■ TASK DESCRIPTION
Continue the opinion piece below on Brexit votes and mandates, picking up right after its final sentence and keeping the same voice and line of argument.

----- EXCERPT TO READ

Let's get one thing perfectly clear, every public vote since 2015 has resulted in a majority for parties offering the people the chance for Brexit. In 2015 the people voted by a majority for the Conservative Party and UKIP, the only two major parties promising a referendum in the first place, in both 2019 elections there was a clear majority for the Conservatives, Brexit Party, and Labour who are (at least officially) a pro-Brexit party, and then of course let us not forget the 2016 referendum in the first place which produced the mandate to leave despite overwhelming opposition from many sections of the televisual media and the state. To suggest that a vote against whatever deal Labour proposes is a vote against Brexit in the light of these four distinct and independent mandates to leave the EU is farcical, nothing more than a desperate attempt to keep the Liberal Democrats on side and keep this Government in office. A vote against this Government's Brexit deal is not a vote against Brexit, it is a vote against this Government's Brexit deal, and should be followed by the appropriate steps to secure a better one.

----------
----- PROVIDED MATERIAL

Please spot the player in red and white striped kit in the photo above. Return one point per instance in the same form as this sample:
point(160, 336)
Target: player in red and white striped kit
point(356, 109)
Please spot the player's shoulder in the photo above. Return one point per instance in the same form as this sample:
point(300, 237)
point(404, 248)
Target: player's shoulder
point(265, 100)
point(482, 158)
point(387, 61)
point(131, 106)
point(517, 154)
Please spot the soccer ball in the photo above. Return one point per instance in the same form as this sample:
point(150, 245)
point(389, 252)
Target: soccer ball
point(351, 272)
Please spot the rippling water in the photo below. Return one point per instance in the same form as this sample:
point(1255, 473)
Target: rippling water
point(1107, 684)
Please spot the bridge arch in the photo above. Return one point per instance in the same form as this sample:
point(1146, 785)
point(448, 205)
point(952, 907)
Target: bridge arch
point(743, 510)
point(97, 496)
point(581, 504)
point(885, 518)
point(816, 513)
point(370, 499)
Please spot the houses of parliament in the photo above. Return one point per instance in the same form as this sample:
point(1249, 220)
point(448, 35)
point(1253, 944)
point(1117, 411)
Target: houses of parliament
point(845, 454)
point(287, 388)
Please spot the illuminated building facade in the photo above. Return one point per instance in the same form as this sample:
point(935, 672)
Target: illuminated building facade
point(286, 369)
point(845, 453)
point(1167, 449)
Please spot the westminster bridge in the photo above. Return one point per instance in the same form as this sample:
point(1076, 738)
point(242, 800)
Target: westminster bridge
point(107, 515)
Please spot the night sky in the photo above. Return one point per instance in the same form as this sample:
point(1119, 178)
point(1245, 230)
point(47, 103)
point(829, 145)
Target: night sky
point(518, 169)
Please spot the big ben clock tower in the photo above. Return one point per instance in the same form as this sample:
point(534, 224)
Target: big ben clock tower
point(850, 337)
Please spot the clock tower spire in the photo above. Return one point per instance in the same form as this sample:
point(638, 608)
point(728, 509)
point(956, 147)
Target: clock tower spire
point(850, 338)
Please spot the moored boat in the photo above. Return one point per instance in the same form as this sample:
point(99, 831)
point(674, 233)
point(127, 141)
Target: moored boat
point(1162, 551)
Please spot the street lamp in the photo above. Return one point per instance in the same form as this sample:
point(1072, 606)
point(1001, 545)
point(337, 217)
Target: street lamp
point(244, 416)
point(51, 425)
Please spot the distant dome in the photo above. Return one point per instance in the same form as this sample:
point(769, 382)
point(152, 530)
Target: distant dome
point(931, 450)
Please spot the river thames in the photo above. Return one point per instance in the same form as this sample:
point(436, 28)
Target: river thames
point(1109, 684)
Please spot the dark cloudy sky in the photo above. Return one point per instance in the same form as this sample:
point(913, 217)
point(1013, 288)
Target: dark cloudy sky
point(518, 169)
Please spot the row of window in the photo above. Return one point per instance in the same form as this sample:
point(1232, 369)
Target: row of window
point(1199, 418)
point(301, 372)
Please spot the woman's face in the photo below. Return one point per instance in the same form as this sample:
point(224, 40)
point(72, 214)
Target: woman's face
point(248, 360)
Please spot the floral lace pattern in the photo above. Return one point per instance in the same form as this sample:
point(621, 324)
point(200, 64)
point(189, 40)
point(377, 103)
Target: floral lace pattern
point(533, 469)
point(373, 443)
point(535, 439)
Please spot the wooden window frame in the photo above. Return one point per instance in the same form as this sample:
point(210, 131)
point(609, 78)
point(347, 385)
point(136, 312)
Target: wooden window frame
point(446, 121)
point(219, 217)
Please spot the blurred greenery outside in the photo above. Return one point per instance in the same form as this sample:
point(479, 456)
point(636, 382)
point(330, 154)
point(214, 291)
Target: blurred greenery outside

----------

■ TASK OUTPUT
This is a Government with a tenuous majority, relying on a coalition and confidence deals with four other parties, why am I not surprised that they would seek to unpick the solution to one of the most difficult constitutional questions in a generation by repealing English Votes for English Laws? This is a party that is only in power because of their result in Scotland, without that result they would be a solid 20-30 seats behind the Conservative Party so it only makes sense that they would act in their interests rather than England's interests. This is a Government that will do or say anything to get and hold power: they would cancel Brexit to win and keep the support of the Liberal Democrats, they would u-turn on their Wales policies to win the support of Plaid Cymru, and they would abolish important constitutional reforms to be carried through by their Scottish MPs (and where necessary the SNP) on issues that only affect England.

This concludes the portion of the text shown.